DIRECTIVE — List every line of the listing below that contains the string 'single', matching case exactly.

◇ ◇ ◇ ◇ ◇ ◇ ◇

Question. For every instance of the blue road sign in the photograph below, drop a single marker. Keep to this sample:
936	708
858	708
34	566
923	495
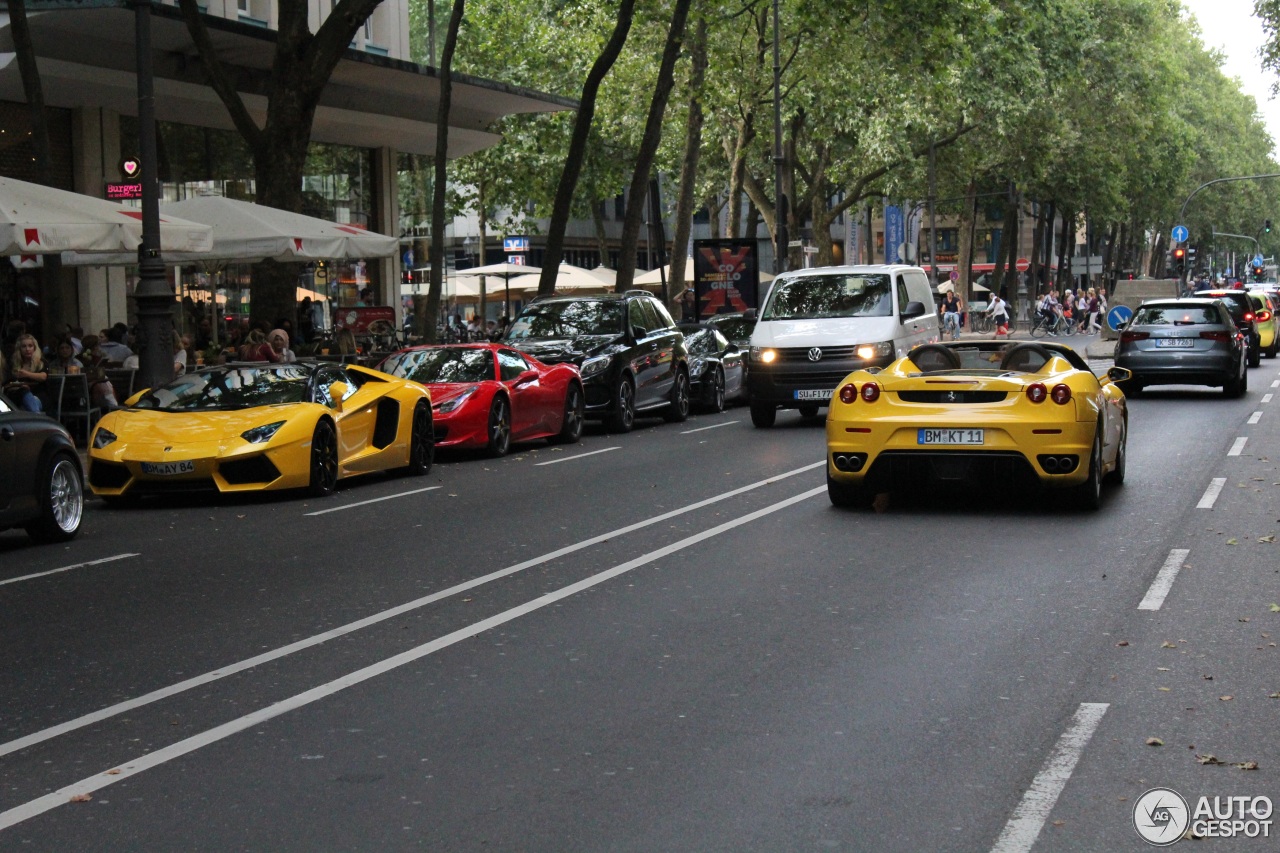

◇ ◇ ◇ ◇ ◇ ◇ ◇

THE OUTPUT —
Question. For every instance of the blue road sign in the photograph below, drop a single marker. Keep to this sample:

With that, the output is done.